Exercise aim
Copy out the items below, switching "single pin" for "single marker" everywhere it appears and leaving everything else unchanged.

Pointing items
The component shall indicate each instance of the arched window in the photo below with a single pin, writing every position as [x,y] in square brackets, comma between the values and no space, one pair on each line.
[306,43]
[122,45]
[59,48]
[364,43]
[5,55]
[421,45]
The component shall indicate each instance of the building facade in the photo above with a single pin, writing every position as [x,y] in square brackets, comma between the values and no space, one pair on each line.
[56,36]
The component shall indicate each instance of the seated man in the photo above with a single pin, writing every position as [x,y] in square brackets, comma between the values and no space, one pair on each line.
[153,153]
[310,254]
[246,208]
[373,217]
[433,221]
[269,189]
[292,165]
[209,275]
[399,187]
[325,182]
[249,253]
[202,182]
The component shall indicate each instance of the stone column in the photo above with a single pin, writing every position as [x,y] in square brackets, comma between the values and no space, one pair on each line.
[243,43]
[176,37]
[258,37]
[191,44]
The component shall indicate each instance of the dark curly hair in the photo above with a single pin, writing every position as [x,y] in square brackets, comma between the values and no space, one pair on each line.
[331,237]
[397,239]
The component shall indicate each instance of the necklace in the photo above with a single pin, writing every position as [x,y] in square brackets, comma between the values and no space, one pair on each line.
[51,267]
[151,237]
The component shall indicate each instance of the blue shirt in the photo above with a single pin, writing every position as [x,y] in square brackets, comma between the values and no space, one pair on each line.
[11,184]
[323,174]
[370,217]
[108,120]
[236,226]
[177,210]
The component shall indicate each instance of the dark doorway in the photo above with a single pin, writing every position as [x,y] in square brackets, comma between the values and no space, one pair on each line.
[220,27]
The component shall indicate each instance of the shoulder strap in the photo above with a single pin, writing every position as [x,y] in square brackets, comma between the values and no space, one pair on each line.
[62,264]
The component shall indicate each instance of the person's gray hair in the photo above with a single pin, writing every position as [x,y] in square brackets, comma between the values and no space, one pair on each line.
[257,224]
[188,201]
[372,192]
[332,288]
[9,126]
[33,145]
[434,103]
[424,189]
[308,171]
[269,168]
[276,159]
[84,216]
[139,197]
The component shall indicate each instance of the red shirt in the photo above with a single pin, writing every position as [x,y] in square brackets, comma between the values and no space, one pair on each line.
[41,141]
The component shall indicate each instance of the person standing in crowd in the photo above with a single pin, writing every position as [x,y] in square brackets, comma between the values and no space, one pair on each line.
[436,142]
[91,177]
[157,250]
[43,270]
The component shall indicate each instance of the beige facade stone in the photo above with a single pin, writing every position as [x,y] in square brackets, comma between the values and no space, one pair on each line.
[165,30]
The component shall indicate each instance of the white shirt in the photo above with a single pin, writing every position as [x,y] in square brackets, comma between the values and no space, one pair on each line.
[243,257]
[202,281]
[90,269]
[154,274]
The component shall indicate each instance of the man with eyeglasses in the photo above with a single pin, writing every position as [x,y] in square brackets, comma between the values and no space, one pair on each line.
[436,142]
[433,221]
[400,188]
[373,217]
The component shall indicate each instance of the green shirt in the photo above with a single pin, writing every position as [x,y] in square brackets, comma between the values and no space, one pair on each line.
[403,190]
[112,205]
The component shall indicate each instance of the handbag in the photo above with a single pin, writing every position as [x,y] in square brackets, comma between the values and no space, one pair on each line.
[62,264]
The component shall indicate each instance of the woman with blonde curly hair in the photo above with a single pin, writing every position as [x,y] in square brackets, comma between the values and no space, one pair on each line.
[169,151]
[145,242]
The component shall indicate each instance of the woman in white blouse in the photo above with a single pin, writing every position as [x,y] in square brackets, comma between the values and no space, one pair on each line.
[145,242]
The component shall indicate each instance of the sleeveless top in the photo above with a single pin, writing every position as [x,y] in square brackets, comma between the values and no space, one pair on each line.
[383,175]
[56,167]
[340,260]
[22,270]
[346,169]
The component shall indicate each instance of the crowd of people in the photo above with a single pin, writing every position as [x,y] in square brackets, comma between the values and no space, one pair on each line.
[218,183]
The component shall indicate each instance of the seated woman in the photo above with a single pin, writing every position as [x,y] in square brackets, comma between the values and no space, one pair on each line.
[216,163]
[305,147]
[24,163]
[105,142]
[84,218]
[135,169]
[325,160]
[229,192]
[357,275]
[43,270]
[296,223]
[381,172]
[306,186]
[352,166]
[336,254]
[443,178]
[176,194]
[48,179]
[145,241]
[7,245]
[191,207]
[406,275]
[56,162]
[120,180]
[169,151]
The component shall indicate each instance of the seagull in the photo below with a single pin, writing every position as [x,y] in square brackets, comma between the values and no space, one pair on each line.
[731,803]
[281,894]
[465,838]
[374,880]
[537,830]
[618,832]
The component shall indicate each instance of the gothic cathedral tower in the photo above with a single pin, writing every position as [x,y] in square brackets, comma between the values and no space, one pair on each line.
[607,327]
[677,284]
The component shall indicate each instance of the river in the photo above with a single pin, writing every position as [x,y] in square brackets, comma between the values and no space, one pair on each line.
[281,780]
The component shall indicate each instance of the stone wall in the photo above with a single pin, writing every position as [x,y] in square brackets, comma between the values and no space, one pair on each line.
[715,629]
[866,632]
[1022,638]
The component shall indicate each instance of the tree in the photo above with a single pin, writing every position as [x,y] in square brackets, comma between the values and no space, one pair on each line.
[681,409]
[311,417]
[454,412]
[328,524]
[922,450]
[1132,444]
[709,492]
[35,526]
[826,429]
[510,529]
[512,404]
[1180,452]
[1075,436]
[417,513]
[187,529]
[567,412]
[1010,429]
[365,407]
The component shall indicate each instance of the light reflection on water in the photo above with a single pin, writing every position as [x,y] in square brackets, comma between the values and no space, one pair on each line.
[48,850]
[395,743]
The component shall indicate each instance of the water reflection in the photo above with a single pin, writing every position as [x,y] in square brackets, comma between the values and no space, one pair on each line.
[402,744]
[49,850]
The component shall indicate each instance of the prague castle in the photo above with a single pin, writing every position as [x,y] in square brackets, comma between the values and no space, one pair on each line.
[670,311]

Correct output
The component shall indicate each instance of the arched window in the photo below with a single marker, writing every position as [x,y] in square brackets, comma between the values and no space, one pair on each line.
[306,43]
[122,45]
[59,48]
[364,43]
[5,55]
[421,45]
The component shall indicate each instance of the building facade in the photo above with a single marker, writing every position as [x,y] in square brackets, comma between the values and no space, one pair on each line.
[56,36]
The component shall indicate each instance of the seated man in the photo above with a single marker, writing every position as [x,y] in square brackets, comma between the values and no space, one pair on each line.
[153,153]
[310,254]
[246,208]
[373,217]
[433,221]
[269,189]
[292,165]
[209,275]
[399,187]
[325,182]
[249,253]
[202,182]
The component shall indicate each instance of the stone column in the photo above with a single marker, writing every position as [x,y] in square brackets, comma between the values and no space, one pair on each line.
[243,43]
[176,37]
[258,37]
[191,44]
The component shall indicate each instance of the dark curly hair in the photo above with a single marker, writing every position as [x,y] in square brackets, comma between the values and no space, one pair on each line.
[331,237]
[397,239]
The component shall indicate each instance of the necklace in the photo above with a single marker, writing every position as [x,y] in square brackets, comma between the values and no space, one pair on each line.
[51,267]
[151,237]
The component shall indicate each instance of the blue shirt in the photo above with a single marker, writing every position as [x,y] in square brackets, comma between the values and no space, one pair on each line.
[11,184]
[323,174]
[370,217]
[108,120]
[236,226]
[177,210]
The component shall indicate each instance of the dark doorway in the photo above with a single marker, writing every position as [x,y] in square brackets, comma between the values and no space, one pair on each line.
[220,27]
The component shall indicate each instance of the shoulder strap in the photo above with a single marker, writing every position as [x,y] in square brackets, comma between the values and no space, one pair on each line.
[62,264]
The component shall indicate each instance of the person's gray hair in the photo above with a single marker, writing every position as [x,y] in square brackets, comma between the values and no space, one pair on each line.
[257,224]
[188,201]
[372,192]
[332,288]
[9,126]
[33,145]
[434,103]
[424,189]
[308,171]
[269,168]
[276,159]
[84,216]
[139,197]
The component shall indicate each instance of the red shirt in the photo above with a single marker, writing every position as [x,y] in square brackets, comma between the values and no space, one pair on each line.
[41,141]
The component shall indicate each instance of the person standing in crowd in the photo above with a single marker, writing every position as [x,y] in square brackets, comma between the values and no space, one pair on each line.
[436,142]
[91,177]
[157,250]
[43,270]
The component shall indicate each instance of the beige facade stone in the photo above with a single marker, writing every position as [x,y] in square brackets, comma between the values and no space, one pair on each line.
[165,30]
The component shall indicate each instance of the white shirt in the photo above with a single marker, writing every position as [x,y] in square brackets, comma between the values and no space, one pair on each line.
[243,257]
[202,281]
[90,269]
[154,274]
The component shall indicate each instance of the man with eyeglasses in the photo above with a single marker, writing every position as [x,y] in square brackets, comma between the values and no space, one pair on each line.
[436,142]
[433,221]
[400,188]
[373,217]
The component shall indicate each instance of the green shirt in the photo above with a single marker, writing every position as [x,y] in square brackets, comma between the values and no space, one pair on each line.
[403,190]
[112,205]
The component shall indicate each instance of the handbag in the photo above with a single marker, writing every position as [x,y] in square brackets, comma between the values and no space, one pair on each line.
[62,264]
The component shall indicate each instance of the woman with blonde curly hair in the photo above with a single marker, writing every position as [x,y] in square brackets, comma between the values and no space, one pair on each line.
[169,151]
[145,242]
The component shall indicate each instance of the woman in white blouse in the photo above with a single marker, writing every position as [x,y] in square brackets, comma between the values and no space, one pair on each line.
[145,242]
The component shall indicate each instance of the sleeveless top in the photo above with a single marker, writing every position as [x,y] in square brackets, comma between the values and no space, one pair on each line.
[383,175]
[56,167]
[340,260]
[22,270]
[346,169]
The component shall indicate each instance of the crowd of people in the photo above with a single marker, writing every position as [x,y] in square brackets, comma between the values and no space, one pair on each line.
[218,183]
The component shall indicate each instance of the seated woman in the photo above with a single marker, writing every position as [x,y] in square brackets, comma between the values and no space, one pair on each line.
[216,163]
[305,147]
[24,163]
[105,142]
[84,218]
[135,169]
[325,160]
[229,192]
[357,275]
[43,270]
[296,223]
[381,172]
[306,186]
[352,166]
[336,254]
[443,178]
[176,194]
[48,179]
[145,241]
[7,245]
[191,207]
[406,275]
[56,162]
[120,180]
[169,151]
The component shall indicate each instance of the seagull in the photo below with a single marker, writing every position as [x,y] in square brackets, comma between the values and no space, one pair on each line.
[731,803]
[281,894]
[465,838]
[374,880]
[537,830]
[618,832]
The component shall indicate each instance of the gothic cathedral tower in the photo above with a single marker, writing every position as [x,y] in square brackets, comma between the values and no space, one pair on each line.
[607,327]
[677,284]
The component shall indicate each instance of the river in the photo above with a single marker, writing every position as [x,y] in square brackets, comma between the values and no space, one pair on each line.
[281,780]
The component shall indicate each instance of the stone wall in the photo above with a single marker, writing every position as [x,y] in square brackets, comma between the values and no space, one pair on each line.
[715,629]
[866,632]
[1022,638]
The component shall indicate each instance of the tree in the photo above with a single marker, writing every position as [x,y] in square brackets, comma between the values and no space, one pair on each line.
[681,409]
[311,417]
[454,412]
[328,524]
[922,450]
[1132,444]
[709,492]
[35,526]
[826,429]
[510,529]
[512,404]
[1180,452]
[1075,436]
[417,513]
[187,529]
[567,412]
[1010,429]
[365,407]
The component shall indicate each instance of the light reflection on water in the photo above with a single marker, writing every position as [x,y] in square brackets, comma between the values and no space, one pair on each line.
[48,850]
[395,743]
The component shall indicate each instance of the water reflection in the photo above with a single marker, writing every position as [x,y] in square brackets, comma between the values and no space, one pair on each line.
[402,744]
[49,850]
The component shall indicate each instance of the prague castle in the photo above with a single marker, writing every position as [x,y] in square brackets, comma between the values and no space, one pair on each line.
[670,311]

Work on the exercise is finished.